*PROBLEM DETAILS*.
For the listing below, give the count of lines containing the string "laptop" and nothing else.

[[ LISTED ENTRIES open ]]

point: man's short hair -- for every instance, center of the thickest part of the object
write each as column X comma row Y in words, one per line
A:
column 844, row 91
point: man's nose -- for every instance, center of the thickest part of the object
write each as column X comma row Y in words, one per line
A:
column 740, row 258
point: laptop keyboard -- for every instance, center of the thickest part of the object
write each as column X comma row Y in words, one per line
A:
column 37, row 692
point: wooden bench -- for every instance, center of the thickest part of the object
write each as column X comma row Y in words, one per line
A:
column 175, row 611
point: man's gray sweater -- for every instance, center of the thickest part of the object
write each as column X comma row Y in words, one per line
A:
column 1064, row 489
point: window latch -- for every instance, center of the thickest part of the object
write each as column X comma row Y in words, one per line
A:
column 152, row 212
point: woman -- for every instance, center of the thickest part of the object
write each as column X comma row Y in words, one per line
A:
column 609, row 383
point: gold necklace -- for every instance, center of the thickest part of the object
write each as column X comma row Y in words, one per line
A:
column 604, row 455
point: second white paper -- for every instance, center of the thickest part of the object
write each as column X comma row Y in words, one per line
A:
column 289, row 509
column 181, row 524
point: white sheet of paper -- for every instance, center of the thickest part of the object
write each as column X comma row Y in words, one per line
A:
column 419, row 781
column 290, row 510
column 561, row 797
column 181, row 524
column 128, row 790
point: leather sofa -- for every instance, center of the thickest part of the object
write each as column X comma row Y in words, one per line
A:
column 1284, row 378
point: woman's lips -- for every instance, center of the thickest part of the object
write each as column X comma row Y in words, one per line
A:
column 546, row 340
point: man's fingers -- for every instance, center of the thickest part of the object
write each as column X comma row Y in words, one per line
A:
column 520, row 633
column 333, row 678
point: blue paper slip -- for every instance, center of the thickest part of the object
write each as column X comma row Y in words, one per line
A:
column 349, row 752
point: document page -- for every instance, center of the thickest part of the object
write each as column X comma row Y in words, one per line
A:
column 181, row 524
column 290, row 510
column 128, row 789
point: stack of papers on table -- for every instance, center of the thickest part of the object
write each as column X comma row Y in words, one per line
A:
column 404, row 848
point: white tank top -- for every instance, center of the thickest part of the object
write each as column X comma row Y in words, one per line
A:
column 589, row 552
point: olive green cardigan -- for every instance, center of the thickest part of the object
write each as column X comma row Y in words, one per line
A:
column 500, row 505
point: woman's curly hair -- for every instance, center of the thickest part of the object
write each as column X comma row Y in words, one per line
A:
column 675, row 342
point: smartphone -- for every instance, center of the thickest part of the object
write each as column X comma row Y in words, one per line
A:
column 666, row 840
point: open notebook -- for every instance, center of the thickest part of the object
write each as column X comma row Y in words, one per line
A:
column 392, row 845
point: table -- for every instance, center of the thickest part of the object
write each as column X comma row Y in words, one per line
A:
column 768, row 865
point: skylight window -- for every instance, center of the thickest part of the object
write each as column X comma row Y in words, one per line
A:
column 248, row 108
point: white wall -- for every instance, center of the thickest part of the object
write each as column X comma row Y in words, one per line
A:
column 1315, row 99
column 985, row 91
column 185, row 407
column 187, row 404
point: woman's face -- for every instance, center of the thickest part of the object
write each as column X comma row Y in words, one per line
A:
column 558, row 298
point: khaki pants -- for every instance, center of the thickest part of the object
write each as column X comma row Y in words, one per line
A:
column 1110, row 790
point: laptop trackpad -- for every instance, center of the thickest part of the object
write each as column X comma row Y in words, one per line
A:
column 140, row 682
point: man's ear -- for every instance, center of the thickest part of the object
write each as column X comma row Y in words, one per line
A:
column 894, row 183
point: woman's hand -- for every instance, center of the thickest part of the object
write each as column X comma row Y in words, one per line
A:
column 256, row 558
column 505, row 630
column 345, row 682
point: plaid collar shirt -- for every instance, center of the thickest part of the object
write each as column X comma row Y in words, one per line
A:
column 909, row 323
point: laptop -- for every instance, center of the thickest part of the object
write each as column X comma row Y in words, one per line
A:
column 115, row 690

[[ LISTED ENTRIES closed ]]

*SOLUTION FOR THIS PROBLEM*.
3